**What the exercise asks:**
Pictures stay out of your copy, but everything else in the records below must be repeated exactly.
Start of Block
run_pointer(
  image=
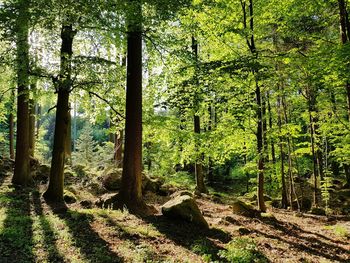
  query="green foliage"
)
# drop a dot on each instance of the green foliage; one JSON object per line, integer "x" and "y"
{"x": 242, "y": 250}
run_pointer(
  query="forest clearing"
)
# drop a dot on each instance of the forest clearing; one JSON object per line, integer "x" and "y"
{"x": 174, "y": 131}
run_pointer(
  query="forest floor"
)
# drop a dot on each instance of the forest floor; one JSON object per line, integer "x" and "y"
{"x": 33, "y": 231}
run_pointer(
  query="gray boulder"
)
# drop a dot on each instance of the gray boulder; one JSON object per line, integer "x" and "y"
{"x": 184, "y": 207}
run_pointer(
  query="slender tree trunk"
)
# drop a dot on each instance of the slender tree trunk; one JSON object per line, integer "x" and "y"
{"x": 131, "y": 191}
{"x": 32, "y": 124}
{"x": 259, "y": 136}
{"x": 37, "y": 125}
{"x": 259, "y": 111}
{"x": 314, "y": 158}
{"x": 200, "y": 185}
{"x": 22, "y": 169}
{"x": 68, "y": 143}
{"x": 118, "y": 157}
{"x": 283, "y": 179}
{"x": 11, "y": 128}
{"x": 56, "y": 183}
{"x": 344, "y": 35}
{"x": 273, "y": 154}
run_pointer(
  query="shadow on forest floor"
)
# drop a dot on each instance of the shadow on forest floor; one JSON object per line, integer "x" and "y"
{"x": 16, "y": 238}
{"x": 91, "y": 245}
{"x": 197, "y": 239}
{"x": 305, "y": 241}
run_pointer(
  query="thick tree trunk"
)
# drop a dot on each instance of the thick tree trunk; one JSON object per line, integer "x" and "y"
{"x": 259, "y": 137}
{"x": 118, "y": 151}
{"x": 200, "y": 185}
{"x": 273, "y": 154}
{"x": 130, "y": 193}
{"x": 344, "y": 35}
{"x": 314, "y": 158}
{"x": 282, "y": 156}
{"x": 56, "y": 183}
{"x": 11, "y": 128}
{"x": 22, "y": 170}
{"x": 31, "y": 127}
{"x": 68, "y": 143}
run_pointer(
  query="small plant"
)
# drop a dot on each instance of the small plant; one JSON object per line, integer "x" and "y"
{"x": 242, "y": 250}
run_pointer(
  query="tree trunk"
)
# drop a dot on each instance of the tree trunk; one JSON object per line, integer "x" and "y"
{"x": 259, "y": 137}
{"x": 31, "y": 127}
{"x": 344, "y": 35}
{"x": 273, "y": 154}
{"x": 56, "y": 183}
{"x": 314, "y": 158}
{"x": 11, "y": 128}
{"x": 22, "y": 169}
{"x": 118, "y": 145}
{"x": 259, "y": 111}
{"x": 283, "y": 179}
{"x": 68, "y": 143}
{"x": 130, "y": 193}
{"x": 200, "y": 186}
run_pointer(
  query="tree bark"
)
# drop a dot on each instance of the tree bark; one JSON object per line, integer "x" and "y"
{"x": 118, "y": 145}
{"x": 31, "y": 127}
{"x": 22, "y": 169}
{"x": 11, "y": 128}
{"x": 64, "y": 83}
{"x": 200, "y": 185}
{"x": 130, "y": 193}
{"x": 344, "y": 35}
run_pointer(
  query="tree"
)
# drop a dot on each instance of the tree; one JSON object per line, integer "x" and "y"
{"x": 22, "y": 170}
{"x": 64, "y": 85}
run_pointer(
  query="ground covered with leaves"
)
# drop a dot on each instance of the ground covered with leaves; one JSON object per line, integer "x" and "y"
{"x": 33, "y": 231}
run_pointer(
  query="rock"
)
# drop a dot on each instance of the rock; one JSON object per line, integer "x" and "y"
{"x": 150, "y": 185}
{"x": 112, "y": 180}
{"x": 106, "y": 201}
{"x": 184, "y": 207}
{"x": 181, "y": 193}
{"x": 318, "y": 211}
{"x": 70, "y": 177}
{"x": 79, "y": 170}
{"x": 86, "y": 204}
{"x": 267, "y": 216}
{"x": 7, "y": 164}
{"x": 69, "y": 197}
{"x": 241, "y": 208}
{"x": 243, "y": 231}
{"x": 276, "y": 203}
{"x": 42, "y": 173}
{"x": 34, "y": 163}
{"x": 95, "y": 188}
{"x": 305, "y": 204}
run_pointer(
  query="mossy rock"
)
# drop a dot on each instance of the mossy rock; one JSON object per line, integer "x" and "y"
{"x": 276, "y": 203}
{"x": 79, "y": 169}
{"x": 184, "y": 207}
{"x": 181, "y": 193}
{"x": 69, "y": 197}
{"x": 112, "y": 180}
{"x": 305, "y": 204}
{"x": 151, "y": 185}
{"x": 241, "y": 208}
{"x": 41, "y": 173}
{"x": 267, "y": 216}
{"x": 318, "y": 211}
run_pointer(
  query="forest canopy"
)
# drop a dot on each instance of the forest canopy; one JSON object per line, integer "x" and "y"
{"x": 244, "y": 101}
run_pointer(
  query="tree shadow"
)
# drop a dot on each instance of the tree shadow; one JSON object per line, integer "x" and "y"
{"x": 16, "y": 237}
{"x": 92, "y": 246}
{"x": 49, "y": 235}
{"x": 308, "y": 244}
{"x": 190, "y": 236}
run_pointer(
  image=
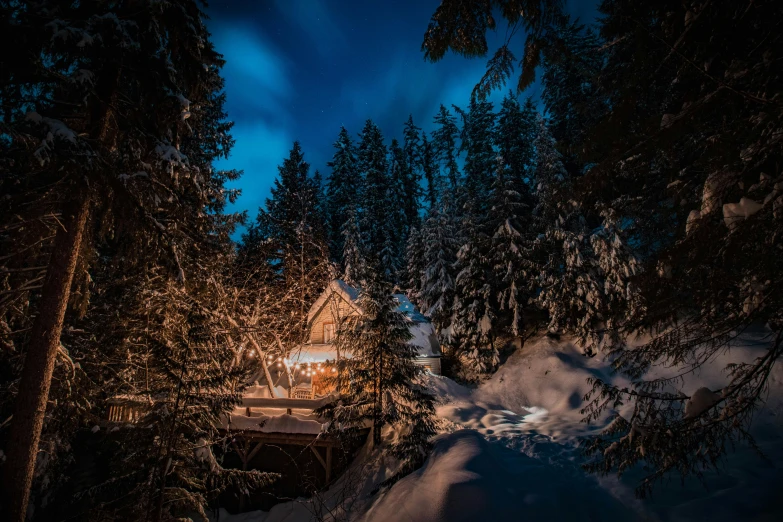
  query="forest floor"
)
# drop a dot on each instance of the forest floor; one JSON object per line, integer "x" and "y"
End of Block
**Exercise solution:**
run_pointer(
  image=
  query="green foliage"
)
# drop a dot on each instance of the green foliage; one JSON object per line, integer "x" and "y"
{"x": 242, "y": 250}
run_pointer(
  query="forest clearing"
)
# drop a dot on each instance of the forest clearing; one JSON object per line, integer "x" and "y"
{"x": 174, "y": 131}
run_pointer(
  query="forest floor"
)
# drop a dot on each instance of the forest floor; one JSON object per line, integer "x" and "y"
{"x": 33, "y": 231}
run_pointer(
  query="gray boulder"
)
# drop a dot on each instance of the gray boulder; one JSON object per line, integer "x" and "y"
{"x": 184, "y": 207}
run_pointer(
  query="slender tree trunk"
)
# drop a dot on each instance of the slender tree trunk; one JSON object per line, integer "x" and "y"
{"x": 131, "y": 191}
{"x": 32, "y": 124}
{"x": 259, "y": 136}
{"x": 37, "y": 125}
{"x": 259, "y": 111}
{"x": 314, "y": 158}
{"x": 200, "y": 185}
{"x": 22, "y": 169}
{"x": 68, "y": 143}
{"x": 118, "y": 157}
{"x": 283, "y": 179}
{"x": 11, "y": 128}
{"x": 56, "y": 183}
{"x": 344, "y": 35}
{"x": 273, "y": 154}
run_pointer(
  query="shadow on forest floor"
)
# drop a dot on each instance of the shadow on forest floor; one JSON object per line, integer "x" and "y"
{"x": 16, "y": 238}
{"x": 91, "y": 245}
{"x": 197, "y": 239}
{"x": 305, "y": 241}
run_pointer(
  query="thick tree trunk"
)
# drop a dot on each instance of the thick tree trunk; one JSON object per line, integer "x" and "y"
{"x": 259, "y": 137}
{"x": 118, "y": 151}
{"x": 200, "y": 185}
{"x": 273, "y": 154}
{"x": 130, "y": 193}
{"x": 344, "y": 35}
{"x": 314, "y": 158}
{"x": 282, "y": 156}
{"x": 56, "y": 183}
{"x": 11, "y": 128}
{"x": 22, "y": 170}
{"x": 31, "y": 127}
{"x": 68, "y": 143}
run_pointer(
  query="small plant"
)
# drop a dot on each instance of the small plant; one JSON object per line, integer "x" and "y"
{"x": 242, "y": 250}
run_pointer(
  query="tree trunk"
)
# drop a dot on each instance of the tree trunk; one JSON object per line, integer "x" and "y"
{"x": 259, "y": 137}
{"x": 31, "y": 127}
{"x": 344, "y": 35}
{"x": 273, "y": 154}
{"x": 56, "y": 183}
{"x": 314, "y": 158}
{"x": 11, "y": 128}
{"x": 22, "y": 169}
{"x": 118, "y": 145}
{"x": 259, "y": 111}
{"x": 283, "y": 179}
{"x": 68, "y": 143}
{"x": 130, "y": 193}
{"x": 200, "y": 186}
run_pointer(
  query="tree bark"
)
# drop a dot on each instance of the tree bark; one JSON object per line, integer "x" and "y"
{"x": 118, "y": 145}
{"x": 31, "y": 127}
{"x": 22, "y": 169}
{"x": 11, "y": 128}
{"x": 64, "y": 83}
{"x": 200, "y": 185}
{"x": 130, "y": 193}
{"x": 344, "y": 35}
run_pointer(
  query="tree"
)
# drop a dot on each instance of the tree; one JSON object per line, integer "x" and "y"
{"x": 22, "y": 170}
{"x": 64, "y": 85}
run_pointer(
  query="ground covered with leaves"
)
# drop a dot on each instance of the ground covered with leaves; one JSON object per line, integer "x" and "y"
{"x": 33, "y": 231}
run_pointer(
  query="rock"
)
# drop a dot on each instance of the rock; one JSON object per line, integer "x" and "y"
{"x": 150, "y": 185}
{"x": 112, "y": 180}
{"x": 106, "y": 201}
{"x": 184, "y": 207}
{"x": 181, "y": 193}
{"x": 318, "y": 211}
{"x": 70, "y": 177}
{"x": 79, "y": 170}
{"x": 86, "y": 204}
{"x": 267, "y": 216}
{"x": 7, "y": 164}
{"x": 69, "y": 197}
{"x": 241, "y": 208}
{"x": 243, "y": 231}
{"x": 276, "y": 203}
{"x": 42, "y": 173}
{"x": 34, "y": 163}
{"x": 95, "y": 188}
{"x": 305, "y": 204}
run_pointer(
  query="mossy rock"
)
# drop a dot on each instance of the mossy rock; one JSON object per line, integer "x" and "y"
{"x": 276, "y": 203}
{"x": 79, "y": 169}
{"x": 184, "y": 207}
{"x": 181, "y": 193}
{"x": 69, "y": 197}
{"x": 112, "y": 180}
{"x": 305, "y": 204}
{"x": 151, "y": 185}
{"x": 241, "y": 208}
{"x": 41, "y": 173}
{"x": 267, "y": 216}
{"x": 318, "y": 211}
run_pointer(
  query="forest canopy"
)
# drop a dot on each instance of the forest canopy; one JSON object per line, integer "x" and "y"
{"x": 244, "y": 101}
run_pointer(
  query="tree shadow"
)
# drop a dot on each instance of the tree shadow; one JSON object per line, integer "x" and "y"
{"x": 16, "y": 237}
{"x": 92, "y": 246}
{"x": 49, "y": 235}
{"x": 308, "y": 244}
{"x": 190, "y": 236}
run_pointer(
  image=
  query="forest floor"
)
# drop a dot on each instance of the forest floor; one JSON object per line, integer "x" and "y"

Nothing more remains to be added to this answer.